WORK TASK. Count the lines below that contain the word "query", and reply with only that number.

[EXCERPTED RECORDS — start]

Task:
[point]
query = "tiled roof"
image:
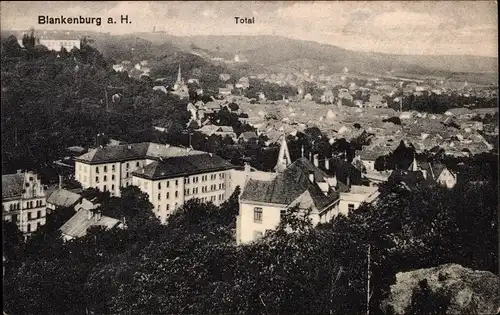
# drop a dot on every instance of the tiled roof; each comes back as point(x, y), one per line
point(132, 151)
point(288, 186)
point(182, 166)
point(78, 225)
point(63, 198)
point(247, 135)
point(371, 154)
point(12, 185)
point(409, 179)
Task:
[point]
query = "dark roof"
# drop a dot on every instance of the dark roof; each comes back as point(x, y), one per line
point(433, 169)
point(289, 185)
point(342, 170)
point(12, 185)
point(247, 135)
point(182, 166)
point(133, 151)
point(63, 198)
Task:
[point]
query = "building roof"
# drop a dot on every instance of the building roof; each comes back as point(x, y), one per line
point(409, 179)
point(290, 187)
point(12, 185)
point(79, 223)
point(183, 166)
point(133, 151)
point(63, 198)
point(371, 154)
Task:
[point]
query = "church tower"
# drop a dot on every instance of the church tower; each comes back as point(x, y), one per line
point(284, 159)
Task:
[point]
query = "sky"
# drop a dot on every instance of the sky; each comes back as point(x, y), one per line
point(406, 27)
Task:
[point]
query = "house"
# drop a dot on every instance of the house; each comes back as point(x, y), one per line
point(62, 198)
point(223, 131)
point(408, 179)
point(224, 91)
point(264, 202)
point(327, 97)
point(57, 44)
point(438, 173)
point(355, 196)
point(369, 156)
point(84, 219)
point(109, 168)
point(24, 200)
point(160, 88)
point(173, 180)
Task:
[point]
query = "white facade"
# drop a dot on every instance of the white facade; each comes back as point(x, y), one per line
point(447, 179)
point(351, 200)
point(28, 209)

[EXCERPTED RECORDS — finish]
[EXCERPTED RECORDS — start]

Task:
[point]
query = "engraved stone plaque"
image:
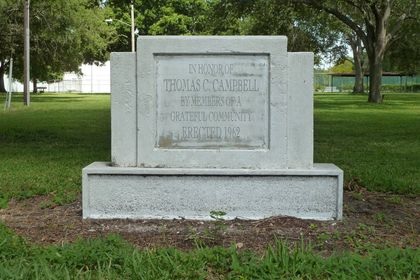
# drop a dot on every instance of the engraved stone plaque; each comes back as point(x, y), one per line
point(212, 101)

[EXCERPTED RECORDS — finish]

WRITTEN ANSWER. 8